■ **TASK INPUTS**:
=-=-=-=-=
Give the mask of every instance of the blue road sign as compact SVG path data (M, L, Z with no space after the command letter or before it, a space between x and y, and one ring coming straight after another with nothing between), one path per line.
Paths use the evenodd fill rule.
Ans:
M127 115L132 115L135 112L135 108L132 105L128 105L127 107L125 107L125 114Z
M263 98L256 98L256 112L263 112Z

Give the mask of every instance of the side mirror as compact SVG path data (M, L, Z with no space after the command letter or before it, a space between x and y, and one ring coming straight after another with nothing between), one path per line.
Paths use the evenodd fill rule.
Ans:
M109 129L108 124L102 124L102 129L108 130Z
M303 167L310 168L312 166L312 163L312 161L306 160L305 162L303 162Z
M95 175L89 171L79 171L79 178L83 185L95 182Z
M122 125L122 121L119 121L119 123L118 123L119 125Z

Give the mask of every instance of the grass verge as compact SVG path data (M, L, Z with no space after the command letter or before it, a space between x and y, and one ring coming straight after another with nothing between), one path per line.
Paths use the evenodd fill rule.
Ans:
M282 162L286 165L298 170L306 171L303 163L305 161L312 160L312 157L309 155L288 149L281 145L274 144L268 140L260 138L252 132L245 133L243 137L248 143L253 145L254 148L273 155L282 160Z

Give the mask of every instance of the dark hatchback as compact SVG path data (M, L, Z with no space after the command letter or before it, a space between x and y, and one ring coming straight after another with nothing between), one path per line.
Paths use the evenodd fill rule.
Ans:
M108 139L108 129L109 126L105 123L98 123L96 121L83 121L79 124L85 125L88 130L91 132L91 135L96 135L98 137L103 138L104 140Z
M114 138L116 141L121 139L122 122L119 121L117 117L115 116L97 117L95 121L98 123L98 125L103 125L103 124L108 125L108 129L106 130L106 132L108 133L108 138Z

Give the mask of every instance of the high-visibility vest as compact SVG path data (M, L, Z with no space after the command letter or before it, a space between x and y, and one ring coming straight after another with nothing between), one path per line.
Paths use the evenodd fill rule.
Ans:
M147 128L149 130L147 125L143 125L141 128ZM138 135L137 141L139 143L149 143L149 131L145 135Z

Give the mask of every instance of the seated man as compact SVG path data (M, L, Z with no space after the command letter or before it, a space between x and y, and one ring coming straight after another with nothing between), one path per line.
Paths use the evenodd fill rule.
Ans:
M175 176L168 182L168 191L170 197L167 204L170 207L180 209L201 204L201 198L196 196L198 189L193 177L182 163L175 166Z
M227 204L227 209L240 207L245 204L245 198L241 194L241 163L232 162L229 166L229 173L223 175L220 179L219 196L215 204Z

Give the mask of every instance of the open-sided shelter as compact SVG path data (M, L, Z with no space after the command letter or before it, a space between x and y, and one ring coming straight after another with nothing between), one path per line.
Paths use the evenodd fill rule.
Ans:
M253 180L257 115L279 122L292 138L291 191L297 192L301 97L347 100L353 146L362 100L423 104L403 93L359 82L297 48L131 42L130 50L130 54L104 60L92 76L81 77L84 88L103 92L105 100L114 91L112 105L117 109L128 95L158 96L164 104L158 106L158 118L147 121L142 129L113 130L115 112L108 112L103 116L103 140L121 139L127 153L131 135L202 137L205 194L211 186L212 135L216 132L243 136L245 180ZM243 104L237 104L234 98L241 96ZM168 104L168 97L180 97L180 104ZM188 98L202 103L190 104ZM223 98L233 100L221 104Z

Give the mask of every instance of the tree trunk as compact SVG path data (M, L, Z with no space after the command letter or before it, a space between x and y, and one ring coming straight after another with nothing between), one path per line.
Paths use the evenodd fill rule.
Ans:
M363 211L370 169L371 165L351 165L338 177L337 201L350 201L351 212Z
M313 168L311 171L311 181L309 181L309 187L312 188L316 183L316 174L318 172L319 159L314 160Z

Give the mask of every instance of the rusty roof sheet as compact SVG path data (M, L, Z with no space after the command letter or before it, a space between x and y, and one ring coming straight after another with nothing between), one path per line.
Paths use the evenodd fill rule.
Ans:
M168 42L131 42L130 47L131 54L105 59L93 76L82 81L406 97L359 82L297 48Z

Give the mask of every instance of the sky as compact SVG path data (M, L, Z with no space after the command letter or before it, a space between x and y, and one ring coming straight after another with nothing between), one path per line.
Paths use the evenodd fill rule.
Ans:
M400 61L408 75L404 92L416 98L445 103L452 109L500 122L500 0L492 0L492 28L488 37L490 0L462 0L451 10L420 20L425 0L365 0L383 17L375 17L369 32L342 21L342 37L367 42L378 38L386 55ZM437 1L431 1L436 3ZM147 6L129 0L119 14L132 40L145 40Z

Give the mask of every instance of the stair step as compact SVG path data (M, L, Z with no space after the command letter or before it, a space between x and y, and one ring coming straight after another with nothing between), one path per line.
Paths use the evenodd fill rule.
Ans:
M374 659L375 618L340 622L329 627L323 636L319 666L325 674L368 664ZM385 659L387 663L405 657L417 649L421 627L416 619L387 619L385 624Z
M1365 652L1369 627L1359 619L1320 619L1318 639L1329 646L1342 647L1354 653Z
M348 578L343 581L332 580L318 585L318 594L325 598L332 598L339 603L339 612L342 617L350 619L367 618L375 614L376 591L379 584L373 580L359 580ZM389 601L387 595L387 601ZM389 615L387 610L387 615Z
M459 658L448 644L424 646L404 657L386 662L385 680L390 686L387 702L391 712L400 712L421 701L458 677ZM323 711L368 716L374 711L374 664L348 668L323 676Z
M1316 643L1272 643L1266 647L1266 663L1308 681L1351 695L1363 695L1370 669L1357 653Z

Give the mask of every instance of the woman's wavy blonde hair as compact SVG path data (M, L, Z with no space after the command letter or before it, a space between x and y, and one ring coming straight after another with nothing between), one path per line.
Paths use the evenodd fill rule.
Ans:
=-=-=-=-=
■ **ABOUT THIS TASK**: Copy every record again, keeping each word unchanged.

■ **YOUR RESPONSE**:
Give the mask of every instance of the blue road sign as compact SVG path data (M, L, Z with no space after the command letter or before it, a space between x and y, and one ring coming straight after another with nothing between), one path per line.
Paths use the evenodd fill rule.
Ans:
M127 115L132 115L135 112L135 108L132 105L128 105L127 107L125 107L125 114Z
M263 98L256 98L256 112L263 112Z

Give the mask of every instance of the side mirror as compact SVG path data (M, L, Z with no space after the command letter or before it, a space between x and y, and one ring coming straight after another with nothing between), one path per line.
Paths use the evenodd fill rule.
Ans:
M109 129L108 124L102 124L102 129L108 130Z
M303 167L310 168L312 166L312 163L312 161L306 160L305 162L303 162Z
M95 175L89 171L79 171L79 178L83 185L95 182Z
M122 125L122 121L119 121L119 123L118 123L119 125Z

Give the mask of every instance of the grass verge as compact SVG path data (M, L, Z with no space after the command letter or before it, a space between x and y, and one ring coming straight after another with nothing between), one path per line.
Paths use the evenodd fill rule.
Ans:
M282 162L286 165L298 170L306 171L303 163L305 161L312 160L312 157L309 155L288 149L281 145L274 144L268 140L260 138L252 132L245 133L243 137L248 143L253 145L254 148L273 155L282 160Z

Give the mask of every instance of the dark hatchback as compact SVG path data (M, L, Z with no space after the command letter or before it, a space between x and y, and one ring coming straight after another with nothing between), one path per line.
Paths use the evenodd fill rule.
Ans:
M108 139L108 129L109 126L105 123L98 123L96 121L83 121L79 124L85 125L88 130L91 132L91 135L96 135L98 137L103 138L104 140Z
M114 138L116 141L121 139L122 122L119 121L117 117L115 116L97 117L95 121L98 123L98 125L103 125L103 124L108 125L108 129L106 130L106 132L108 133L108 138Z

Give the mask of every instance of the high-visibility vest as compact SVG path data (M, L, Z with no space after the command letter or before it, a space between x and y, and one ring coming straight after another with nothing between), one path per line.
Paths use the evenodd fill rule.
Ans:
M147 128L149 130L147 125L143 125L141 128ZM138 135L137 141L139 143L149 143L149 131L145 135Z

Give the mask of every instance of the seated man as compact SVG path data (M, L, Z with no space after the command letter or before it, a space between x and y, and one ring coming straight after another with nothing between), one path per line.
Paths use the evenodd fill rule.
Ans:
M175 176L168 182L168 191L170 197L167 204L170 207L180 209L201 204L201 198L196 196L198 189L193 177L182 163L175 166Z
M227 204L227 209L240 207L245 204L245 198L241 194L241 163L232 162L229 166L229 173L223 175L220 179L219 196L215 204Z

Give the mask of every instance of the open-sided shelter as compact SVG path data (M, L, Z with no space after the command letter or before it, a space between x and y, and one ring coming straight after another with nothing between), one path per line.
Paths use the evenodd fill rule.
Ans:
M253 180L257 115L279 122L292 138L291 191L297 192L301 97L347 100L353 146L362 100L423 104L403 93L359 82L297 48L131 42L130 50L130 54L104 60L92 76L81 77L84 88L103 92L105 100L114 91L112 105L117 109L128 95L158 96L164 104L158 106L158 118L147 121L142 129L113 130L115 112L108 112L103 116L103 140L121 139L127 153L131 135L202 137L205 194L211 186L212 135L216 132L243 136L245 180ZM243 104L237 104L234 98L241 96ZM168 104L168 97L180 97L180 104ZM188 98L202 103L190 104ZM223 98L233 100L221 104Z

Give the mask of every instance of the tree trunk as compact SVG path data (M, L, Z with no space after the command letter or before it, a space between x and y, and one ring coming straight after another with nothing between), one path per line.
Paths use the evenodd fill rule.
Ans:
M363 211L370 169L371 165L351 165L338 177L337 201L350 201L351 212Z
M313 168L311 171L311 181L309 181L309 187L312 188L316 183L316 174L318 172L319 159L314 160Z

Give the mask of every instance of the rusty roof sheet as compact SVG path data (M, L, Z with no space after the command letter or before it, a space between x and y, and one ring coming straight after another with nothing between), one path per line.
Paths use the evenodd fill rule.
Ans:
M168 42L131 42L130 47L131 54L105 59L93 76L82 81L406 97L359 82L297 48Z

Give the mask of every instance of the sky as compact SVG path data (M, L, Z with no space after the command letter or before it, a space between x and y, and one ring coming straight after another with nothing between), one path per line.
Paths use the evenodd fill rule.
Ans:
M400 61L408 75L404 92L416 98L445 103L452 109L500 122L500 0L492 0L492 28L488 37L490 0L462 0L451 10L420 20L425 0L365 0L383 17L375 17L369 32L342 21L342 37L367 42L378 38L386 55ZM437 1L431 1L436 3ZM147 6L129 0L119 14L132 40L145 40Z

Give the mask of every instance of the stair step as compact SVG path data (M, L, Z with no space after the command letter or before it, a space between x and y, and one ring coming straight after another with nothing between), one path per line.
Paths use the evenodd fill rule.
Ans:
M374 659L375 618L340 622L329 627L323 636L319 666L325 674L368 664ZM385 659L387 663L405 657L417 649L421 627L416 619L387 619L385 624Z
M1365 652L1369 627L1359 619L1320 619L1318 639L1329 646L1342 647L1354 653Z
M348 578L343 581L332 580L318 585L318 594L325 598L332 598L339 603L339 612L342 617L350 619L367 618L375 614L376 591L379 584L373 580L359 580ZM389 601L387 595L387 601ZM389 615L387 610L387 615Z
M459 658L448 644L424 646L404 657L386 662L385 680L390 686L387 702L391 712L400 712L421 701L458 677ZM323 711L368 716L374 711L374 664L348 668L323 676Z
M1316 643L1272 643L1266 647L1266 663L1308 681L1351 695L1363 695L1370 669L1357 653Z

Give the mask of every instance of the woman's wavy blonde hair as compact SVG path data (M, L, Z with no space after the command letter or before it, a space between x and y, and one ring coming straight after another with nothing between), one path per line.
Paths use the evenodd fill rule.
Ans:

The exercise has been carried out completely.